Exercise data Start Marker
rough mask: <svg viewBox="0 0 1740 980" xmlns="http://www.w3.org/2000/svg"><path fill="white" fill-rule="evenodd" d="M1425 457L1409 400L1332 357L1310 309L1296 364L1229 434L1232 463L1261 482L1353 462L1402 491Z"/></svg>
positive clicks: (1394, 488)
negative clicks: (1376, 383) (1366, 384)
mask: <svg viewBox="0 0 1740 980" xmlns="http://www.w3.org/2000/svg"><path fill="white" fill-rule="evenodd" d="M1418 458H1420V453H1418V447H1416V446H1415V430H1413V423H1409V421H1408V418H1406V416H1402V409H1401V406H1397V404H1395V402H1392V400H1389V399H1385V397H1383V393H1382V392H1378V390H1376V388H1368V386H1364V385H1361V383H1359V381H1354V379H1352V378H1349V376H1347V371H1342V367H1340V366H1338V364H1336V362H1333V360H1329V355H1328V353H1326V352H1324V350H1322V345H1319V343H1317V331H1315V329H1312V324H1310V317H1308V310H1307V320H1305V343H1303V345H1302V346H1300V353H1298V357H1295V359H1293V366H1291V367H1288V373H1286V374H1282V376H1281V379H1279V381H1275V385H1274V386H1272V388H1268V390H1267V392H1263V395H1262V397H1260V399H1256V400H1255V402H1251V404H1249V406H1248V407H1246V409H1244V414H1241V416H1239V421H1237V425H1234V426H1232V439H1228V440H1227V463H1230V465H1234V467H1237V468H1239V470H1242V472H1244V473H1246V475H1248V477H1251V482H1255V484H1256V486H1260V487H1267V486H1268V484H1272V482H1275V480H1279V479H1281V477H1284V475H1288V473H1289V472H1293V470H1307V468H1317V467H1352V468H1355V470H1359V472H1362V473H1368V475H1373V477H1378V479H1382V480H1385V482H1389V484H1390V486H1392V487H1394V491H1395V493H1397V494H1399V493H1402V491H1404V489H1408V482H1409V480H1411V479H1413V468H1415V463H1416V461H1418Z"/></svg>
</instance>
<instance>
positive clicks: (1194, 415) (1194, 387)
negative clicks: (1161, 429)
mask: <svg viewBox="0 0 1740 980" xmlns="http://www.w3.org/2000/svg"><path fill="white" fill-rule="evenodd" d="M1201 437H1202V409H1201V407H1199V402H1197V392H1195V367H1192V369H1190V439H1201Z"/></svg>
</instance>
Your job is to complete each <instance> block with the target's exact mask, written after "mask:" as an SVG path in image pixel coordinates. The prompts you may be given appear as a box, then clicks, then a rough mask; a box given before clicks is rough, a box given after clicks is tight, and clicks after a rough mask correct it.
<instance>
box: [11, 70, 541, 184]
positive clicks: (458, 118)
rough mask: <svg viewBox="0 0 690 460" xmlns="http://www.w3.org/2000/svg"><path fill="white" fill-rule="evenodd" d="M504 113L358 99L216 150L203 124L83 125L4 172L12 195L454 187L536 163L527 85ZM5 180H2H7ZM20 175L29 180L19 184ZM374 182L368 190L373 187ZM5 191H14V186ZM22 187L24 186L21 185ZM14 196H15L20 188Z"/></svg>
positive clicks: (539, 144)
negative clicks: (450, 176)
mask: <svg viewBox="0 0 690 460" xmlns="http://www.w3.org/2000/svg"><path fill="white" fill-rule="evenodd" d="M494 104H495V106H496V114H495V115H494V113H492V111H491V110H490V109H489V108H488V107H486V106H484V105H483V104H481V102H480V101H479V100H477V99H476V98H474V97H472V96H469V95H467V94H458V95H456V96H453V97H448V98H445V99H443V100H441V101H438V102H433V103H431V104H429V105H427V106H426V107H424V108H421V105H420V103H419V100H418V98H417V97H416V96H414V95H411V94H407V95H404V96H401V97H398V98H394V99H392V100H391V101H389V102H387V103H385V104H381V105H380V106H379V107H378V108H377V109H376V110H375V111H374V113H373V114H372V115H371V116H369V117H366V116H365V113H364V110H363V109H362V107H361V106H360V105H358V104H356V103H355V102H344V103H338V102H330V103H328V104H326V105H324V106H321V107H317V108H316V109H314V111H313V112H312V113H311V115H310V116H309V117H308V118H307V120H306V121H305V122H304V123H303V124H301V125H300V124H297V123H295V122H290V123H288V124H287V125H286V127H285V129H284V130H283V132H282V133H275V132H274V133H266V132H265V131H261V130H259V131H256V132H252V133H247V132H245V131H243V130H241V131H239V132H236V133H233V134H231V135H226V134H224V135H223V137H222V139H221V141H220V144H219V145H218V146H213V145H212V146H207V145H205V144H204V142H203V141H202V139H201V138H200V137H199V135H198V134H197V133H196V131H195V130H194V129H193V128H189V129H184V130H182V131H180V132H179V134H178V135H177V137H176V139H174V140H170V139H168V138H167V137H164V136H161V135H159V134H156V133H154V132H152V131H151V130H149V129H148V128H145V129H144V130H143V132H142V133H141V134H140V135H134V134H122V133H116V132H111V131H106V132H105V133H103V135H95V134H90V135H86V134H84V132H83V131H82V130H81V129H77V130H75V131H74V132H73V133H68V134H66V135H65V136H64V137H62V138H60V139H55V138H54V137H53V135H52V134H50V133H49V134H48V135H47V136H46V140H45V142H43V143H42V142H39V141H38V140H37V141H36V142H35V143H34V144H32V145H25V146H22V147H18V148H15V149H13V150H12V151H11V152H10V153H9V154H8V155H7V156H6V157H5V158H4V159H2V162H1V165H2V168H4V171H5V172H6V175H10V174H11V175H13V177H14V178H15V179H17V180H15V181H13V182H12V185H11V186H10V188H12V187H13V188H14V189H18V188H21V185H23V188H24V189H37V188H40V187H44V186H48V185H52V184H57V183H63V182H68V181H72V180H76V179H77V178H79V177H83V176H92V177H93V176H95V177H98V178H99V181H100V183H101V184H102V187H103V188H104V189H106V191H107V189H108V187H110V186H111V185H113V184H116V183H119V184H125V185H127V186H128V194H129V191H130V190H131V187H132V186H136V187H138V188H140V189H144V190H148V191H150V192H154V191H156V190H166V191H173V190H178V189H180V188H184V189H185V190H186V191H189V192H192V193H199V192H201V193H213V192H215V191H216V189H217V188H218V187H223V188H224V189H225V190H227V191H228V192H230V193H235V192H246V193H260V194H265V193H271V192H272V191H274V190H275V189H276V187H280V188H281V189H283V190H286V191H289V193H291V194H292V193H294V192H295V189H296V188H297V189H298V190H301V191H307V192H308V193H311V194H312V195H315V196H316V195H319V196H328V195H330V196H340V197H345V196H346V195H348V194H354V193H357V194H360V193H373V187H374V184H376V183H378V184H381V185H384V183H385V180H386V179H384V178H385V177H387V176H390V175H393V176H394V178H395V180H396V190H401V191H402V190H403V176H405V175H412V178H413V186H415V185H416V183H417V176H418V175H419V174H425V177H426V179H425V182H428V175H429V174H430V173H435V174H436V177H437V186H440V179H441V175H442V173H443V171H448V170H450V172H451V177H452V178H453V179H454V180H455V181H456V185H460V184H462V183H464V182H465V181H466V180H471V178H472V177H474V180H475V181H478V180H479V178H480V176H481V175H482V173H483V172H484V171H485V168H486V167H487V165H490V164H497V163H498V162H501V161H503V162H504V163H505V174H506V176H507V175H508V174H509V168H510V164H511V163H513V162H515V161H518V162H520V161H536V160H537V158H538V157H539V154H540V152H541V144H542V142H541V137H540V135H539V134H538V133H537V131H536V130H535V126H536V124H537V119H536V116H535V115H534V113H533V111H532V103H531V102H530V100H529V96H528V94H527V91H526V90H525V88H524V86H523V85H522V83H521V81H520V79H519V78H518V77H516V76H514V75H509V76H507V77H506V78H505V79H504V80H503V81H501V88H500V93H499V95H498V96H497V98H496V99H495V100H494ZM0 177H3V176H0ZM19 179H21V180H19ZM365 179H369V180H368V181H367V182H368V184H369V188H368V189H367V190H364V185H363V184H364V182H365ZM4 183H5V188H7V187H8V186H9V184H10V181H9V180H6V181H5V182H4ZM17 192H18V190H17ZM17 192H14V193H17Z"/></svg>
Exercise data End Marker
> _Required action_: Go through the records and work out how many lines contain the string "positive". The answer should be that number alone.

> _Response area_: 4